**Problem statement**
All lines from the one containing "Query: bird's outstretched wing" through the last line below must be duplicated exactly, with nothing outside that span.
====== Information given ======
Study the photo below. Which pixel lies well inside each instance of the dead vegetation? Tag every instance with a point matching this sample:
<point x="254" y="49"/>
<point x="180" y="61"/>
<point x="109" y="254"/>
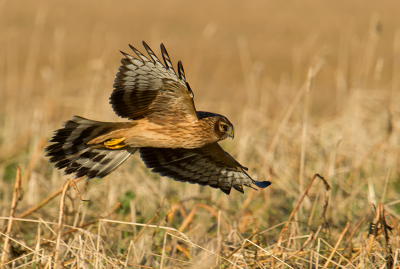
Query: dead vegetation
<point x="315" y="102"/>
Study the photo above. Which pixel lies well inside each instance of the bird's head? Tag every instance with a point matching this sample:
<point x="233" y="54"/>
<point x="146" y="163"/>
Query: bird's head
<point x="224" y="128"/>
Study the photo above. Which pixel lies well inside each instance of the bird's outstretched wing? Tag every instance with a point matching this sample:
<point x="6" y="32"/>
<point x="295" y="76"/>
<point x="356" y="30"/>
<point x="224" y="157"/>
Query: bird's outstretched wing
<point x="208" y="165"/>
<point x="148" y="88"/>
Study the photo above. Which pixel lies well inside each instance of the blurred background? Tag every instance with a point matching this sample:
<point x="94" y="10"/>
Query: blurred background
<point x="248" y="60"/>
======
**Task response**
Query: bird's outstretched wing
<point x="208" y="165"/>
<point x="148" y="88"/>
Study the photo above. Which pixel lies well inside each instance of the blurred background? Tag every instance with a point matching this sample:
<point x="94" y="10"/>
Query: blurred background
<point x="248" y="60"/>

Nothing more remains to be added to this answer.